(Detection annotation records)

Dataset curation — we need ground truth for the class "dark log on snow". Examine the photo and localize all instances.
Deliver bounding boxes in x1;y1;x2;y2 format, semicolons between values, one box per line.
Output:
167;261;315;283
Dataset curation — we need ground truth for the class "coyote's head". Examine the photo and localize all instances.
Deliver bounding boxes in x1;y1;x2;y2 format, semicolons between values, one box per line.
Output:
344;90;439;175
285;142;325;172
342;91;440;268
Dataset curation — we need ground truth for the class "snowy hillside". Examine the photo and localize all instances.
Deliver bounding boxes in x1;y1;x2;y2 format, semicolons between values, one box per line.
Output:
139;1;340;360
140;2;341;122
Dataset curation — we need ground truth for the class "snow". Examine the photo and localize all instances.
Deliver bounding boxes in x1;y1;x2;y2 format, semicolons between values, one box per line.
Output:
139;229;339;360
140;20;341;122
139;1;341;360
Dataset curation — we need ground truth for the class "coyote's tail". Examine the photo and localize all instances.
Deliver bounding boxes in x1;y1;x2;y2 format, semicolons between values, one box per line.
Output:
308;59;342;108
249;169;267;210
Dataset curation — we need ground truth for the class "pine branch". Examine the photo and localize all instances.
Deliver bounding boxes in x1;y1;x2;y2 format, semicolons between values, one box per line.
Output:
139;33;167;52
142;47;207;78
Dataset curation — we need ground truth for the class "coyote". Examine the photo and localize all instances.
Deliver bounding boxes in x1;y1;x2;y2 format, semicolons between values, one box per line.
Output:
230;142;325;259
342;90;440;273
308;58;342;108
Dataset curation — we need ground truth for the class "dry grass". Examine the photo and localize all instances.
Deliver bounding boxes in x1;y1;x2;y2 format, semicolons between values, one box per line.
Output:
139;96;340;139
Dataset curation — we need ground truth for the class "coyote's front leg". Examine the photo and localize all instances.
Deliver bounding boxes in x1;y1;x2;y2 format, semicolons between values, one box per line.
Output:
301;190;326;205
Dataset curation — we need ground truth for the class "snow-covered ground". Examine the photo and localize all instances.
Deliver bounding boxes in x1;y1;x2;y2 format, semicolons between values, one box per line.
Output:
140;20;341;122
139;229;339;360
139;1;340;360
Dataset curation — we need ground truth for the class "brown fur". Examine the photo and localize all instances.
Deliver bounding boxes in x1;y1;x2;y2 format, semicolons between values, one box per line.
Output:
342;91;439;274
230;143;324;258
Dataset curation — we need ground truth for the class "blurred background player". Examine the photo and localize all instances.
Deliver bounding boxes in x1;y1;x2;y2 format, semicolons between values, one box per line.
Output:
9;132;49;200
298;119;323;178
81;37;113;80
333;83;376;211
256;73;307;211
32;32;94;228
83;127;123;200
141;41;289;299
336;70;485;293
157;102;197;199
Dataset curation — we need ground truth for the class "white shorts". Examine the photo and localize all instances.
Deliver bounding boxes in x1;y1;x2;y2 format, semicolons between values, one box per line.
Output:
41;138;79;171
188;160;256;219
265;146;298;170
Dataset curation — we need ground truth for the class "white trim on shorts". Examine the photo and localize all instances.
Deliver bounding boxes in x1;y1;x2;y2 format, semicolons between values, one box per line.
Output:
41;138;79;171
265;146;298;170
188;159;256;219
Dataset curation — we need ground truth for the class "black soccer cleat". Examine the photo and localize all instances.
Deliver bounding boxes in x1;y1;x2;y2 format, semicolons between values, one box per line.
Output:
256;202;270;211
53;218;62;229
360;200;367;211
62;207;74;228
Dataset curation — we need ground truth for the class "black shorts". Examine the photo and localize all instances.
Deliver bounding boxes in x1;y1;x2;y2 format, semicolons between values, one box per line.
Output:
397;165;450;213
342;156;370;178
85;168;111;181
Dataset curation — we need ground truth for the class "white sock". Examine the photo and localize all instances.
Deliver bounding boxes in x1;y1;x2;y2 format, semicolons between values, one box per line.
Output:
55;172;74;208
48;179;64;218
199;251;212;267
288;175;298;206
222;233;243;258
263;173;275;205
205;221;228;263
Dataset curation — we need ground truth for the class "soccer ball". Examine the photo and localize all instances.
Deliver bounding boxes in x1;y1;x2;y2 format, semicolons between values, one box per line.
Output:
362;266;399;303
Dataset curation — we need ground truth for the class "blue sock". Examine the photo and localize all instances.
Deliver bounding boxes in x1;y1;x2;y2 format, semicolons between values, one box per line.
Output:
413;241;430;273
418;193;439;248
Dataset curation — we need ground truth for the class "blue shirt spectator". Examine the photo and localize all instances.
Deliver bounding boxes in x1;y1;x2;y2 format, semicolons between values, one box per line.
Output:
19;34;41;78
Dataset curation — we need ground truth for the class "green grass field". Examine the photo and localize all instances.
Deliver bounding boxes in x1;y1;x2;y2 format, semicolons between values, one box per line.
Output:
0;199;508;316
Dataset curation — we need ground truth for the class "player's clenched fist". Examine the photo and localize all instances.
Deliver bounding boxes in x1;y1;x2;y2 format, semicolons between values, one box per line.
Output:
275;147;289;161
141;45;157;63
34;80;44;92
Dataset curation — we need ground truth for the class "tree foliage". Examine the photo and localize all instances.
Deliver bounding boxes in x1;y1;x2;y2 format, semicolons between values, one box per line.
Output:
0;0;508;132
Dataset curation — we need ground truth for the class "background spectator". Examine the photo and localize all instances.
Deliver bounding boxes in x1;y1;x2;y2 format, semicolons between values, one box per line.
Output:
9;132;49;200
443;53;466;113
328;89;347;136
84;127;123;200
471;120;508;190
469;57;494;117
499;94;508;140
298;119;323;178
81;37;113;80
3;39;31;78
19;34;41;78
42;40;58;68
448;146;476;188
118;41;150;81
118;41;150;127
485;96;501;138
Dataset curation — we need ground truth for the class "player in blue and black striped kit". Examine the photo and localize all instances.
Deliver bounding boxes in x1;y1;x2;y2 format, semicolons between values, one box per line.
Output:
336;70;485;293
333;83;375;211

| Goal |
Filter the items above, keeping only the lines that contain the word "player", and copy each one out. Matching is case-sensitive.

| Task response |
Dataset curation — we need ground truth for the class "blurred background player". Examine the photo and localize all instances.
Dataset curation — we need ground truth for the class "player's clenched fist". Examine the photo and localize all instances.
Dataset curation — we need ground truth for the class "player in blue and black striped kit". Examine the photo and localize all instances.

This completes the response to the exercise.